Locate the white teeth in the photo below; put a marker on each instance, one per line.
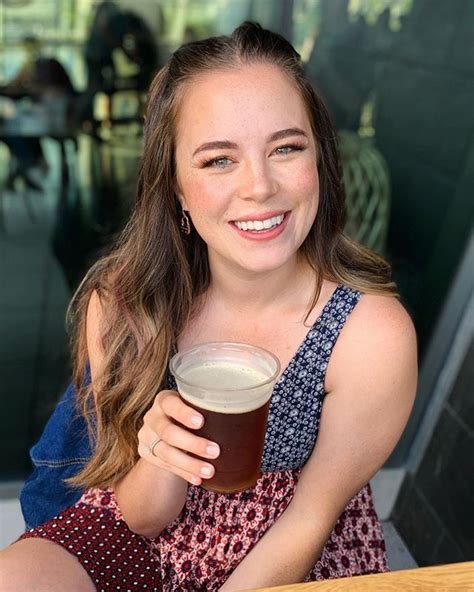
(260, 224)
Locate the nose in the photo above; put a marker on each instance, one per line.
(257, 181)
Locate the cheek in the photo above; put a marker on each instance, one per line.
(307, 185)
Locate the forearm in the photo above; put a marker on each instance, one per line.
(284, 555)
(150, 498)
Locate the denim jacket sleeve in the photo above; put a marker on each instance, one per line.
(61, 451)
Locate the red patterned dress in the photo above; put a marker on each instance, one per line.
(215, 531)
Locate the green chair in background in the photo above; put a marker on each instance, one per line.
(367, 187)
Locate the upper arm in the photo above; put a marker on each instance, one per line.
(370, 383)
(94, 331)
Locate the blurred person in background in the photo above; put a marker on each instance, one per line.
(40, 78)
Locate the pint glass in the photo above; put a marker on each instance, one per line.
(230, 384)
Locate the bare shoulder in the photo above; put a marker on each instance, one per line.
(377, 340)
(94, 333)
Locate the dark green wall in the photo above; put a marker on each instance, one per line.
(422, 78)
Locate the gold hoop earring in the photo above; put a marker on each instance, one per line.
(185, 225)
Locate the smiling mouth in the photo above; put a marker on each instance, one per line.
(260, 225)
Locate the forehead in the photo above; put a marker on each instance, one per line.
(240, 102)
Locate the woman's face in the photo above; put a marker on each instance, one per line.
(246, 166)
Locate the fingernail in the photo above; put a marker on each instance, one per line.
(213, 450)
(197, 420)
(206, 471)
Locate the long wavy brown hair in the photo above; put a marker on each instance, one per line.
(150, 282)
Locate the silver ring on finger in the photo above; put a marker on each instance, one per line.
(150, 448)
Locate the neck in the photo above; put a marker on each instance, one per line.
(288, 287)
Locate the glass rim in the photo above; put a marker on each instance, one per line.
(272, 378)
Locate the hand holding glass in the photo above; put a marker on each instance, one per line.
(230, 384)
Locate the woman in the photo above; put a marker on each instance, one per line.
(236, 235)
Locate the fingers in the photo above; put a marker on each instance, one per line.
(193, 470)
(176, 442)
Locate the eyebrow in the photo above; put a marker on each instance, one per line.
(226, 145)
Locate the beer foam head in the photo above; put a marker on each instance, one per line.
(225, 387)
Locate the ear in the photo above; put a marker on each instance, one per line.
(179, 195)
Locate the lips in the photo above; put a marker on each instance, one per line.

===

Given task:
All of the lines above should be printed exactly, minus the pictures.

Exercise result:
Locate the white teeth in the photo below; put a marker on each instance, one per line.
(260, 224)
Locate the nose in the photo above; put a marker on each instance, one per line.
(257, 181)
Locate the cheek in the photo above; put a marker on each instance, one per line.
(307, 185)
Locate the forearm in the photo above; put a marker on each instance, one per line.
(284, 555)
(150, 498)
Locate the denim jacket sleeve in the photo above; put a marker on each instance, one per line.
(61, 451)
Locate the red patterned dress in the photo above; put a marker on each instance, one per line.
(215, 531)
Locate the green chair in background in the photo above; put a marker on each instance, one per line.
(367, 187)
Locate the upper arm in the photo above; put a marker on each instance, one per line.
(370, 383)
(94, 331)
Locate the blurred person in background in the photo above; put a marker on each instance, one per line.
(40, 78)
Locate the pint glass in the photo above; put a marker on each instance, one per line.
(230, 384)
Locate the bare shoulder in the photo above; put a marker on each instance, one per line.
(377, 340)
(94, 333)
Locate the dark green wall in the photo above; put a marker on each instance, one per line.
(422, 78)
Locate the gold hoop earring in the photo above; put a marker on each instance, one per line.
(185, 225)
Locate the smiling mouth in the photo above; put a marker on each instance, one per line.
(260, 225)
Locate the forehead in the photo above; put a marker on each instance, one per line.
(240, 102)
Locate the woman's face in the photo above; put a marker on each instance, one per line.
(246, 166)
Locate the fingernail in the photo above; put a marker on each instance, one per line.
(213, 450)
(197, 420)
(206, 471)
Locate the long wavy brown hair in the photo above; put a marker on each instance, one per line.
(150, 282)
Locate the silver ring on finger in the photo above; put a marker on each instance, one per line.
(150, 448)
Locate the neck in the photo above; put a marker on each instance, one per line.
(288, 287)
Locate the glass rim in the photo above; put a marker on each instance, one per line.
(272, 378)
Locate the hand holding glass in the photo above; put a marker on each instance, one per line.
(230, 384)
Locate the woman in the photo above; put a marker on each instance, one per line.
(236, 235)
Locate the fingers in the photo above; put a marker on each instance, one per line.
(193, 470)
(176, 442)
Locate the eyebrow in the photo above; put a marker on each instance, one per line.
(226, 145)
Locate the beer foam head in the photo above; put a marker on each instance, one per line.
(225, 387)
Locate the ear in the photo above; put a marker on each instance, one per line.
(179, 195)
Locate the lips in the photo above; put a marker on each instance, one per line.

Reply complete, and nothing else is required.